==== Input material ====

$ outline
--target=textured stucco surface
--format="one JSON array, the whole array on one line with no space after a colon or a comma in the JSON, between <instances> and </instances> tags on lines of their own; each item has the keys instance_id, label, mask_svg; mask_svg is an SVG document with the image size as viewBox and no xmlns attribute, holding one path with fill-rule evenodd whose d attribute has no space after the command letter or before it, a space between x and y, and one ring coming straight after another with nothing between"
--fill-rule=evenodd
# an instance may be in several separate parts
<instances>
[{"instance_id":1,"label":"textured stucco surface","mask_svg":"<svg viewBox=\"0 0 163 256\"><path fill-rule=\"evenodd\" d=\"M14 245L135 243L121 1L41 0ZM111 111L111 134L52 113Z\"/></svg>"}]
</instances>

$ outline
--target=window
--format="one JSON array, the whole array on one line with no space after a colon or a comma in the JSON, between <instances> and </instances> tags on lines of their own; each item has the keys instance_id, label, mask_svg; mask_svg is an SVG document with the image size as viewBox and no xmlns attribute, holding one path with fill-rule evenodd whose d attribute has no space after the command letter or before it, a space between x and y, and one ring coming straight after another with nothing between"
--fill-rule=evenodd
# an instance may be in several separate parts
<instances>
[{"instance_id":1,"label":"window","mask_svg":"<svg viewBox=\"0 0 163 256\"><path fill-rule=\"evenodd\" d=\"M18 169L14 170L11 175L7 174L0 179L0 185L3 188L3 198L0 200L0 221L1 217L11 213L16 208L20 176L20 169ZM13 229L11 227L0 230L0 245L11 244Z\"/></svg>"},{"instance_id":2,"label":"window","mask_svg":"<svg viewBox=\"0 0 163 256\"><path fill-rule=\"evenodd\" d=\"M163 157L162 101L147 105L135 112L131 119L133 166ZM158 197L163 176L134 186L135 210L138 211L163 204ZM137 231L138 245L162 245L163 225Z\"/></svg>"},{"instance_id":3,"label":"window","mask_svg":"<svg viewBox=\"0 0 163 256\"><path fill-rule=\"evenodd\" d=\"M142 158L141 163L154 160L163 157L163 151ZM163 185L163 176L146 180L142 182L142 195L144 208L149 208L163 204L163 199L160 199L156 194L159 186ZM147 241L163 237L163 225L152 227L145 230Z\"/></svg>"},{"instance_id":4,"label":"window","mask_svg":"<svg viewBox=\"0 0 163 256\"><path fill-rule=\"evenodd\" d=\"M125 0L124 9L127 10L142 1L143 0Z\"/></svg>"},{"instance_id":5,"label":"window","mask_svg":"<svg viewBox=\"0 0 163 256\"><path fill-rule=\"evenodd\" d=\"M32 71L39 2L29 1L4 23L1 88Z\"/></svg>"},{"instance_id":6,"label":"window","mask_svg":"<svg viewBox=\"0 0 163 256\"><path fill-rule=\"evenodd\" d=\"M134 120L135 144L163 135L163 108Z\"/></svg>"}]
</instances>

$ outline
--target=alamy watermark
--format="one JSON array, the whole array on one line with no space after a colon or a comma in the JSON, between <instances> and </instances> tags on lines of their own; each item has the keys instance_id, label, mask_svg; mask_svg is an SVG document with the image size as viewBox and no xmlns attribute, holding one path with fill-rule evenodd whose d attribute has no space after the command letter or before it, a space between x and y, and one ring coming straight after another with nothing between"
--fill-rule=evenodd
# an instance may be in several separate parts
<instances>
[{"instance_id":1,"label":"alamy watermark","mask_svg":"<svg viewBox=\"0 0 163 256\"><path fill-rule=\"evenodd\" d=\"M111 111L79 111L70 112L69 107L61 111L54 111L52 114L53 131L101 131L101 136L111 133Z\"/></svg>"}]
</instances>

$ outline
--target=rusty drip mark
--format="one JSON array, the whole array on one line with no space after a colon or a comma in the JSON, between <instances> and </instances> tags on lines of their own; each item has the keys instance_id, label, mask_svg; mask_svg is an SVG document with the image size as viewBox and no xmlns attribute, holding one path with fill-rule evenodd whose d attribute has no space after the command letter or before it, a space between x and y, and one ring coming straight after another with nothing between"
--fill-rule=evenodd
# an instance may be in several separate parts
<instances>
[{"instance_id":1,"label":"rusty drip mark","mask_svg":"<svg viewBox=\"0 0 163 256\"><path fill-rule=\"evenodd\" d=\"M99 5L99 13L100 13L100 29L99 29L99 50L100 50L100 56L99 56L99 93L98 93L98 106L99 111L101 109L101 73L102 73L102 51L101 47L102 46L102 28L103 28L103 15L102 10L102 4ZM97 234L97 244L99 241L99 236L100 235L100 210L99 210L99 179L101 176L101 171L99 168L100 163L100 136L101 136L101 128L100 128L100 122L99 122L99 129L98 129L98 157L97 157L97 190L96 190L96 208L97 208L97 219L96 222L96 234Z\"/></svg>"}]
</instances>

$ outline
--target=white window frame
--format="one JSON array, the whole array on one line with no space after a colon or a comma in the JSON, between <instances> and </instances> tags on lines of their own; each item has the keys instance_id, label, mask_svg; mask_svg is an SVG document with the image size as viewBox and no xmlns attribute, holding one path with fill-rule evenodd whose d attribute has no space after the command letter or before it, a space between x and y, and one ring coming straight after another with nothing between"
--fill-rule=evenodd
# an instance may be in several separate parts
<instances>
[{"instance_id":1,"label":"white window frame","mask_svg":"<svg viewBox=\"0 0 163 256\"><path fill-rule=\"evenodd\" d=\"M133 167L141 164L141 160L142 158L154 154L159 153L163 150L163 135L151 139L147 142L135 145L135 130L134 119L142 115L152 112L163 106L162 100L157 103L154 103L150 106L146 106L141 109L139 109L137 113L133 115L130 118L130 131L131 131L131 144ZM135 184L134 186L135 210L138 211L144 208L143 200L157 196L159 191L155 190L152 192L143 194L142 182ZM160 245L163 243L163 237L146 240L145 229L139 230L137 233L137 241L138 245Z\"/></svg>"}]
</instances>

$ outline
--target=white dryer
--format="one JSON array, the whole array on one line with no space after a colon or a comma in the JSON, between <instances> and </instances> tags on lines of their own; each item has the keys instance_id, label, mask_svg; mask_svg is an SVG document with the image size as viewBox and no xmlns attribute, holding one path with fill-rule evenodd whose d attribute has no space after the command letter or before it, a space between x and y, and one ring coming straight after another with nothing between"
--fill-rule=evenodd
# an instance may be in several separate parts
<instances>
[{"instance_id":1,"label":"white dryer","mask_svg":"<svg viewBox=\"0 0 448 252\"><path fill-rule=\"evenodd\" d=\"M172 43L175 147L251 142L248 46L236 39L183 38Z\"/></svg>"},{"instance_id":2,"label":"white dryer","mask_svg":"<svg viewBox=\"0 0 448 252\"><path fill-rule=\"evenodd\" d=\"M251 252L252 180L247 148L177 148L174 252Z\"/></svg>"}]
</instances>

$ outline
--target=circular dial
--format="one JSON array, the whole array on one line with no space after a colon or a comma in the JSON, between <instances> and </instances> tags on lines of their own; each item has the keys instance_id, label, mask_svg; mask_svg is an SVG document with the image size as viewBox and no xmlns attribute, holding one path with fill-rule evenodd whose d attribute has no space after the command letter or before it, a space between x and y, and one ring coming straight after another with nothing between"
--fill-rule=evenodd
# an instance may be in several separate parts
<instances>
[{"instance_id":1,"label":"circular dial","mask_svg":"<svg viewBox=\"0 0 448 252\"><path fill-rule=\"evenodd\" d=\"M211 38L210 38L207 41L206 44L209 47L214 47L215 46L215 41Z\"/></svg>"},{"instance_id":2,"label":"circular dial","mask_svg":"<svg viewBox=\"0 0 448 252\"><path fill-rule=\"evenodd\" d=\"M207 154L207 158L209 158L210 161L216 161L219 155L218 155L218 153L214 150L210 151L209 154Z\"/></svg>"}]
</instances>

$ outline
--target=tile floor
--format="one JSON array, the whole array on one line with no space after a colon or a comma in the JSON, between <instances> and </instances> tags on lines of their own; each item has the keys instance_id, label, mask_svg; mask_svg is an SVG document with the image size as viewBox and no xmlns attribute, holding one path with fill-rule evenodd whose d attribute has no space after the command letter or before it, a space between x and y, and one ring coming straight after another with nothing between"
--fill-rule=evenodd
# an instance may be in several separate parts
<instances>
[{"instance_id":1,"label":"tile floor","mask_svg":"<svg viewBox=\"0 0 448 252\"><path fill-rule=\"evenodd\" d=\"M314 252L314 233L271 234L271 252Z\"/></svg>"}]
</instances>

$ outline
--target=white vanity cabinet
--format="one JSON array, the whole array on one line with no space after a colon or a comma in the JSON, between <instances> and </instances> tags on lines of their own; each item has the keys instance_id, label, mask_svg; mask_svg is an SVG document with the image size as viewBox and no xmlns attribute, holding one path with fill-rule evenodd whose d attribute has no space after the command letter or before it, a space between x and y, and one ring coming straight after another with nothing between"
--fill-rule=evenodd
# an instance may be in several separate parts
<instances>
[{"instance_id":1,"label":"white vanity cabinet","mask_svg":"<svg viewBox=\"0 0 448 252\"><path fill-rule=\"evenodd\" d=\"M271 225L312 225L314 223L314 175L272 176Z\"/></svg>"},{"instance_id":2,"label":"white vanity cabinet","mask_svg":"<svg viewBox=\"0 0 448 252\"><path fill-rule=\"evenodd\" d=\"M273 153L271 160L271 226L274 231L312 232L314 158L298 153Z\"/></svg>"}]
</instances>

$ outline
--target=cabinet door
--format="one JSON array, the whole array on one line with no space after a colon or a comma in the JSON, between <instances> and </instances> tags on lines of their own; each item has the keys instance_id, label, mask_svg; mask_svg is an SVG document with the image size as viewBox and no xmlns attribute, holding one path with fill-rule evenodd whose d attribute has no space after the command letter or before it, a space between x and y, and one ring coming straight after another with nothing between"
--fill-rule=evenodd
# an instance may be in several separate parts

====

What you are asked to do – Which lines of the listing above contain the string "target", matching case exactly? Find each one and copy it out whole.

Complete output –
--target=textured stucco surface
--target=window
--target=alamy watermark
--target=rusty drip mark
--target=white window frame
--target=white dryer
--target=circular dial
--target=tile floor
--target=white vanity cabinet
--target=cabinet door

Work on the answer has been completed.